Excerpts from point annotation data:
☆ ☆ ☆
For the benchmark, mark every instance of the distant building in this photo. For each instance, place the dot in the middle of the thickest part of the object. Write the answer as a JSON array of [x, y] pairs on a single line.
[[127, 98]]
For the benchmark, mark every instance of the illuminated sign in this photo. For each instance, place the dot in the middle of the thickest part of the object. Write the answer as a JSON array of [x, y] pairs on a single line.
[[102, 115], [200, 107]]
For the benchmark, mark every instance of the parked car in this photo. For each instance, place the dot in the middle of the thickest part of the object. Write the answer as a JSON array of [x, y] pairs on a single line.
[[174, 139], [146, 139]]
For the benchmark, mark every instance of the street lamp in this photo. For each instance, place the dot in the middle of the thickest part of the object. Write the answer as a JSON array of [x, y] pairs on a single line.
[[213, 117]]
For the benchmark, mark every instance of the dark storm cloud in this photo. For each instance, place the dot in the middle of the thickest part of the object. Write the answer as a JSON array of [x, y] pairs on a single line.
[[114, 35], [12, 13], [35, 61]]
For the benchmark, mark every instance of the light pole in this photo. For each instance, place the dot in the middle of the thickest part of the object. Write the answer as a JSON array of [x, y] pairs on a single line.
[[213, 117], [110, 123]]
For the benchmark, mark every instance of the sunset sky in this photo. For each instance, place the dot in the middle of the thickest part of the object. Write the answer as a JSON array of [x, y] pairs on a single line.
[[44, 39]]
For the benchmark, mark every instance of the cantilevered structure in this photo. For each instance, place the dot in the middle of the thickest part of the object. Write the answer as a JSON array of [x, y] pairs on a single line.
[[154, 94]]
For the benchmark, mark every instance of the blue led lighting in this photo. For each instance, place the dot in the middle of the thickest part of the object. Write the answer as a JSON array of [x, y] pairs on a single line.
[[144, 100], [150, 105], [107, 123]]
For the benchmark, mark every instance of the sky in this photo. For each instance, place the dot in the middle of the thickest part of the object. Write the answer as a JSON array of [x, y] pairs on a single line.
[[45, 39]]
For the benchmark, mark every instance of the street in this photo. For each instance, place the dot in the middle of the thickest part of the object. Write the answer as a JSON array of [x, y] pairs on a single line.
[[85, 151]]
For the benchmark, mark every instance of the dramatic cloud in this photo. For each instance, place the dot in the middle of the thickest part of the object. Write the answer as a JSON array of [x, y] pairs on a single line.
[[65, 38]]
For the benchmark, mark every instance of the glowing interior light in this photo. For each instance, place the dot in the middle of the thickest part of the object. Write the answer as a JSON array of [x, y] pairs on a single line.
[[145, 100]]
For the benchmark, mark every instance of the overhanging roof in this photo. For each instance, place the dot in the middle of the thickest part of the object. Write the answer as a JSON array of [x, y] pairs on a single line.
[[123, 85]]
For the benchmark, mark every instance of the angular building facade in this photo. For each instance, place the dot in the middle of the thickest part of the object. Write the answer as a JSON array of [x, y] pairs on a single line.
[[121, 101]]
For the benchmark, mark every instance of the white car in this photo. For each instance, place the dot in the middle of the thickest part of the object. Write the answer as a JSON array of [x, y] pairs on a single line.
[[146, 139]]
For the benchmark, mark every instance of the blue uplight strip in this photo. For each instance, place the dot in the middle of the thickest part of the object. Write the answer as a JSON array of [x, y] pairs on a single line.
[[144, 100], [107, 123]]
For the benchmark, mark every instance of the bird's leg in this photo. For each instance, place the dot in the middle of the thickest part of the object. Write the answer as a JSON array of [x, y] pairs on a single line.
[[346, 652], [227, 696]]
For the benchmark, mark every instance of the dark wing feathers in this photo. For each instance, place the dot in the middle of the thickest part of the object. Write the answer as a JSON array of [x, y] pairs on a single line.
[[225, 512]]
☆ ☆ ☆
[Task description]
Copy all the entries verbatim.

[The reply]
For the benchmark, mark every instance of the distant building in this photo. For each instance, place the dot in the middle of the thickest part of the object. Write the answer as a JSON array of [x, y] pairs on a single line.
[[127, 98]]
For the benchmark, mark every instance of the illuminated sign in this photo. For each instance, place the dot in the middle of the thickest part of the object. Write the answer as a JSON array of [x, y] pairs on a single line.
[[102, 115], [200, 107]]
For the benchmark, mark every instance of the parked car in this photo. For each instance, place the dot in the middle of the thickest part of the object. Write the answer as a JSON array of [x, y] pairs on a single line.
[[174, 139], [146, 139]]
For the benchmark, mark every instance of the street lamp in this photo. For each instance, place the dot in the middle of the thickest part of the object. Write the answer as a JSON array of [x, y] pairs on a single line.
[[213, 117]]
For the benchmark, mark every instance of the dark storm cloud in this photo. For each instance, place the dot in the middle of the thickest part of the object. Write the answer as a JSON array of [x, y] pairs on a single line.
[[114, 35], [12, 13], [35, 61]]
For the benchmark, mark every instance of the light pole in this photo. For each instance, place the dot in the middle of the thickest part of the object. Write the answer as a JSON array of [x, y] pairs on a single line.
[[213, 117], [110, 123]]
For the benchmark, mark every instance of the sunset sky in this photo. For each instance, place the dot in the middle of the thickest part of the object. Write the answer as a JSON array of [x, y] pairs on a single line.
[[44, 39]]
For the benchmark, mark every instance of the cantilevered structure in this photo. For each instance, place the dot in the middle of the thickest part of the object. Write the answer as a JSON array of [x, y] pairs on a single line.
[[154, 94]]
For the benchmark, mark every instance of the blue led lighting in this photo. For each instance, place the dot in the middle of the thickest part of the object. Write the answer as a JSON array of [x, y] pairs on a single line.
[[144, 100], [150, 105], [107, 123]]
For the benchmark, mark every instance of the sky in this photo. For each instance, place the dot in the middle of the thickest part of the object. Write the answer as a JSON array of [x, y] pairs on a single line.
[[45, 39]]
For the benchmark, mark every instance of the street in this photo. For each instance, place the dot in the middle of the thickest part of the object. Write the answer as a JSON array of [x, y] pairs on a single line.
[[85, 151]]
For the benchmark, mark every instance of the dramatic cloud in this photo. For each instance, place the dot in the middle of the thickest part of the object. Write the answer as a JSON array of [x, y] pairs on a single line.
[[65, 38]]
For the benchmark, mark every instance of the glowing interior light in this photo. For each instance, place the dot in the middle of the thickest part of the object. Write the answer as a JSON array of [x, y] pairs on a single line.
[[145, 100]]
For the benchmark, mark every instance of the overhanging roof in this photo. For each instance, place the dot in the middle of the thickest part of the object. Write the answer as a JSON array of [x, y] pairs on a single line.
[[123, 85]]
For the benchmark, mark every instance of the angular building facade in this photo. For each instance, place the dot in the middle of the thickest part of the object. Write the answer as a JSON array of [x, y] pairs on a single line.
[[121, 101]]
For the benchmark, mark every instance of the white car in this photo. For each instance, place the dot in the middle of the thickest part of the object. Write the answer as a JSON array of [x, y] pairs on a single line.
[[146, 139]]
For the benchmark, mark every instance of the blue uplight strip in this photo. For each instance, place the dot in the middle of the thickest part of the object. Write the answer as a JSON array of [x, y] pairs on a single line.
[[144, 100], [107, 123]]
For the benchmark, mark every instance of the bird's leg in this photo. For each instance, place the dot in the middle of the thickest part of the object. Write the answer as a JSON array of [x, y] pairs on a single line.
[[346, 652], [227, 696]]
For the benchmark, mark every instance of the dark wing feathers in this photo. For each instance, place the dot in the middle of the thickest part of the object. Write the answer as a JSON array of [x, y] pairs on a single line.
[[225, 512]]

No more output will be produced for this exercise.